To be done →
1. In the roadmap thread, update the stretch from "We can use the" through "wiki page first." by replacing "wiki" with "shared document".
2. Render this sentence from the roadmap thread in Spanish: "However, I share the concerns about frequent updates."

Passage shown →
......

Re: [DISCUSS] Adding a mid-term roadmap to the Flink website

Fabian Hueske Thu, 14 Feb 2019 02:14:57 -0800

Hi,

I like the idea of putting the roadmap on the website because it is much
more visible (and IMO more credible, obligatory) there.
However, I share the concerns about frequent updates.


It think it would be great to update the "official" roadmap on the website
once per release (-bugfix releases), i.e., every three month.
We can use the wiki to collect and draft the roadmap for the next update.

Best, Fabian


Am Do., 14. Feb. 2019 um 11:03 Uhr schrieb Jeff Zhang <zjf...@gmail.com>:

> Hi Stephan,
>
> Thanks for this proposal. It is a good idea to track the roadmap. One
> suggestion is that it might be better to put it into wiki page first.
> Because it is easier to update the roadmap on wiki compared to on flink web
> site. And I guess we may need to update the roadmap very often at the
> beginning as there's so many discussions and proposals in community
> recently. We can move it into flink web site later when we feel it could be
> nailed down.
>
> Stephan Ewen <se...@apache.org> 于2019年2月14日周四 下午5:44写道：
>
>> Thanks Jincheng and Rong Rong!
>>
>> I am not deciding a roadmap and making a call on what features should be
>> developed or not. I was only collecting broader issues that are already
>> happening or have an active FLIP/design discussion plus committer support.
>>
>> Do we have that for the suggested issues as well? If yes , we can add
>> them (can you point me to the issue/mail-thread), if not, let's try and
>> move the discussion forward and add them to the roadmap overview then.
>>
>> Best,
>> Stephan
>>
>>
>> On Wed, Feb 13, 2019 at 6:47 PM Rong Rong <walter...@gmail.com> wrote:
>>
>>> Thanks Stephan for the great proposal.
>>>
>>> This would not only be beneficial for new users but also for
>>> contributors to keep track on all upcoming features.
>>>
>>> I think that better window operator support can also be separately group
>>> into its own category, as they affects both future DataStream API and batch
>>> stream unification.
>>> can we also include:
>>> - OVER aggregate for DataStream API separately as @jincheng suggested.
>>> - Improving sliding window operator [1]
>>>
>>> One more additional suggestion, can we also include a more extendable
>>> security module [2,3] @shuyi and I are currently working on?
>>> This will significantly improve the usability for Flink in corporate
>>> environments where proprietary or 3rd-party security integration is needed.

......

Entries provided →

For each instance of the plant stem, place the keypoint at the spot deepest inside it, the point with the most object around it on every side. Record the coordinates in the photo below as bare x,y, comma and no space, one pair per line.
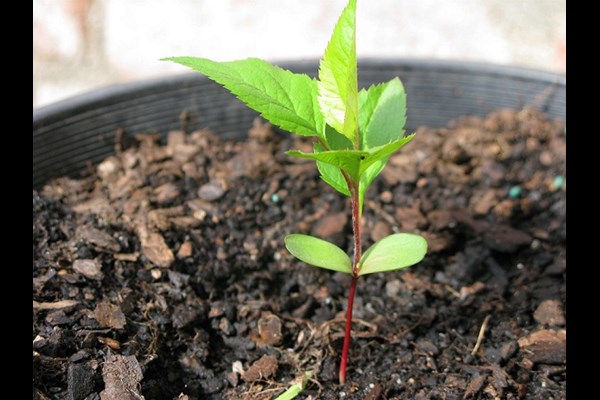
347,331
356,232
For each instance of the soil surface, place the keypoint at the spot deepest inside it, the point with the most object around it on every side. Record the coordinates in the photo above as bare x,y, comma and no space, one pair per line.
163,275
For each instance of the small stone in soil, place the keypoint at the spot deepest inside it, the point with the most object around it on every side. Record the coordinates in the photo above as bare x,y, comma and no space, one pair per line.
109,315
269,329
550,312
545,346
97,238
122,376
80,381
265,367
514,192
89,268
210,192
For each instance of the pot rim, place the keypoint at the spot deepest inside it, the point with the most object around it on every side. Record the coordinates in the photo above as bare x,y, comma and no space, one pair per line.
103,94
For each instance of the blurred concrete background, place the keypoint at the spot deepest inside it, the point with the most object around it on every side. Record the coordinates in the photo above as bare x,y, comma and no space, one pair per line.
79,45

......

Answer set →
1.
We can use the shared document to collect and draft the roadmap for the next update.

Best, Fabian


Am Do., 14. Feb. 2019 um 11:03 Uhr schrieb Jeff Zhang <zjf...@gmail.com>:

> Hi Stephan,
>
> Thanks for this proposal. It is a good idea to track the roadmap. One
> suggestion is that it might be better to put it into shared document page first.

2. Sin embargo, comparto las preocupaciones sobre las actualizaciones frecuentes.